▶ GIVEN REQUEST: Every line below should be copied exactly; drop the pictures.

__________________________________________________

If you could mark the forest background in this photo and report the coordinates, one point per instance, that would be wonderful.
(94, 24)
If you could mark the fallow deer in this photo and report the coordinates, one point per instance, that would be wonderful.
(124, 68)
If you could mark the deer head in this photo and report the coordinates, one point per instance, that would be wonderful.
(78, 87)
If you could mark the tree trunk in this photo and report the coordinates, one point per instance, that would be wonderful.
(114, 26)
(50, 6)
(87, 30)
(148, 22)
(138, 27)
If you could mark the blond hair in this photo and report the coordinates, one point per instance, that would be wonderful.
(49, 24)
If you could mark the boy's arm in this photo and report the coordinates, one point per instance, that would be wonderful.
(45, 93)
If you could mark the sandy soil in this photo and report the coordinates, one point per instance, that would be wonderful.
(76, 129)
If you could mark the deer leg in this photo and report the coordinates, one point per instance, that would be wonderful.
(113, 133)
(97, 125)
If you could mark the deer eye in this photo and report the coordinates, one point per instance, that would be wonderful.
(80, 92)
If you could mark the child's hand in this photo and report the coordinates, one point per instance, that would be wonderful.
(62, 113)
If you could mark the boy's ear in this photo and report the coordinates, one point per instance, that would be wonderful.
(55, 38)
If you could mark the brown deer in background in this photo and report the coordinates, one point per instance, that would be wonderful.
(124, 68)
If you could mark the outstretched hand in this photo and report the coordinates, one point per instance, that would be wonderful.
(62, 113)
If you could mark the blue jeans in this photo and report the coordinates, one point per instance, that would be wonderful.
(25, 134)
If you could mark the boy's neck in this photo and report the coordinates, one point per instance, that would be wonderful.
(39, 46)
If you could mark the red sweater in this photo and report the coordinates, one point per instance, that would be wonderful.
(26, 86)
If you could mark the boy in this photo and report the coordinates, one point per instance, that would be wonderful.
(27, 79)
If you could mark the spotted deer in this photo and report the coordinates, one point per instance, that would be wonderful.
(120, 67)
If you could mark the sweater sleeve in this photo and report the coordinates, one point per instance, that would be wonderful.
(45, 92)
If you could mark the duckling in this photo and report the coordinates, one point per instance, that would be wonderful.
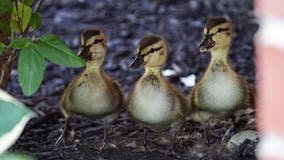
(221, 91)
(92, 94)
(154, 102)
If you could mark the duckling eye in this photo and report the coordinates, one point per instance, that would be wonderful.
(98, 41)
(151, 50)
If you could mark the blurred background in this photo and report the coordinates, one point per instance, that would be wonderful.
(125, 23)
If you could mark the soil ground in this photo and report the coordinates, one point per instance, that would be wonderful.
(125, 22)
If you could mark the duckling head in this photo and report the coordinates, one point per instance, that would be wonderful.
(151, 51)
(217, 34)
(93, 45)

__________________________________________________

▶ OUTPUT OF THE EXERCISE:
If you could mark the forest background in this photo and report the coordinates, one point per instance, that would be wonderful.
(94, 24)
If you could mark the fallow deer in this photo and report the coordinates, one point per instance, that would be wonderful.
(124, 68)
If you could mark the deer head in this photo and report the coordinates, one point per instance, that would be wonderful.
(78, 87)
If you could mark the tree trunk in this photo and report the coordinates, one point per instance, that would be wonderful.
(114, 26)
(50, 6)
(87, 30)
(148, 22)
(138, 27)
If you could mark the blond hair in this photo and report the coordinates, one point per instance, that would be wonderful.
(49, 24)
If you could mark the boy's arm in this photo and report the coordinates, one point per instance, that would be wonderful.
(45, 93)
If you could mark the sandy soil in this photo and report the coordinates, one point per instance, that would be wonderful.
(76, 129)
If you could mark the deer leg in this photo and report the coordinates, one point per instance, that would be wonderful.
(113, 133)
(97, 125)
If you could mark the deer eye in this photo and report the coordinates, one point per instance, that would be wonderful.
(80, 92)
If you could mark the child's hand in this photo and report the coordinates, one point per instance, that would be wonderful.
(62, 113)
If you could mark the boy's ear in this photo and report the coordinates, one point per instance, that would be wonderful.
(55, 38)
If you could mark the brown deer in background in this photo and report the coordinates, one point per instance, that would be wonderful.
(124, 68)
If you could mark the outstretched hand in this photo and report the coordinates, one point per instance, that would be wonderful.
(62, 113)
If you could mark the blue jeans in this photo and report the coordinates, one point per instance, that would be wonderful.
(25, 134)
If you could mark the boy's neck in this photo and report the coordinates, one point per instance, that would be wonderful.
(39, 46)
If you could mark the red sweater in this photo and report the coordinates, one point per instance, that would be wonderful.
(26, 86)
If you could mark the boy in this photo and report the coordinates, one point per instance, that would be wonderful.
(27, 79)
If you could mark the spotted deer in this photo and report the coordinates, one point per instance, that would be wonderful.
(120, 67)
If you could mark the sweater sleeve in this photo and report the coordinates, one point per instance, that would be wonderful.
(45, 92)
If you could mark the duckling in this photo and report the coordinates, one point per instance, that would be wonderful.
(221, 91)
(92, 94)
(154, 102)
If you could mark the duckling eye in this photo and report the coordinates, one point per instance, that would be wonderful.
(98, 41)
(151, 50)
If you could mark the blurred background in this photo and report the coordinates, one point per instance, that would be wonderful.
(125, 23)
If you could mark the soil ground in this photo and report the coordinates, one point per instance, that would be wonderful.
(125, 22)
If you could mark the duckling head in this photo and report the coordinates, one point per instance, that would be wonderful.
(151, 51)
(217, 34)
(93, 45)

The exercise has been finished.